Coordinate annotation entries:
=====

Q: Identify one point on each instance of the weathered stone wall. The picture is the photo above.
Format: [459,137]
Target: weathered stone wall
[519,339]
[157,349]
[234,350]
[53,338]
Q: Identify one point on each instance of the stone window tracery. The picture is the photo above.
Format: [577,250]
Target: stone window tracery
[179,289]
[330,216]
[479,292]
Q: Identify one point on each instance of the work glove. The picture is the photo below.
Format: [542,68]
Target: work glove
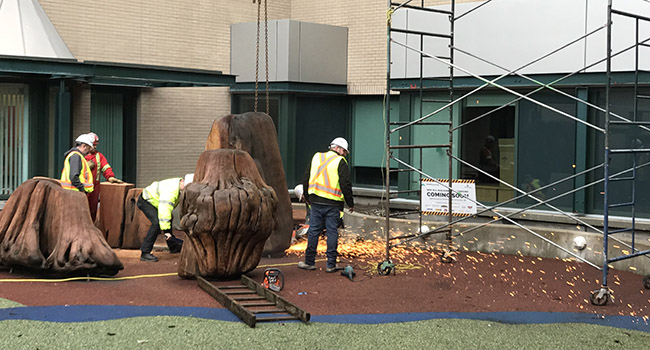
[115,180]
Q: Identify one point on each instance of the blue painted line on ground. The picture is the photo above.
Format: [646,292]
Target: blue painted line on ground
[91,313]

=====

→ **Do this**
Rewrite every entry with "Identify" changed to "Mark", keeping everything else the same. Leave the pictures out.

→ **Task solution**
Q: Mark one point on each instance of the weathered stone wall. The picture is the photo above.
Format: [459,137]
Target: weathered stone wall
[519,339]
[157,349]
[234,350]
[53,338]
Q: Mark one point on each instance of the stone window tracery. The picture is the photo above.
Format: [577,250]
Target: stone window tracery
[179,289]
[330,216]
[479,292]
Q: Mark one point on each instance of the work glove. The picture is the photo below.
Format: [542,68]
Target: work glove
[115,180]
Q: Mark one point on each instance of the blue painted line on ground. The picture is the photo above.
Format: [646,292]
Target: blue painted line on ground
[91,313]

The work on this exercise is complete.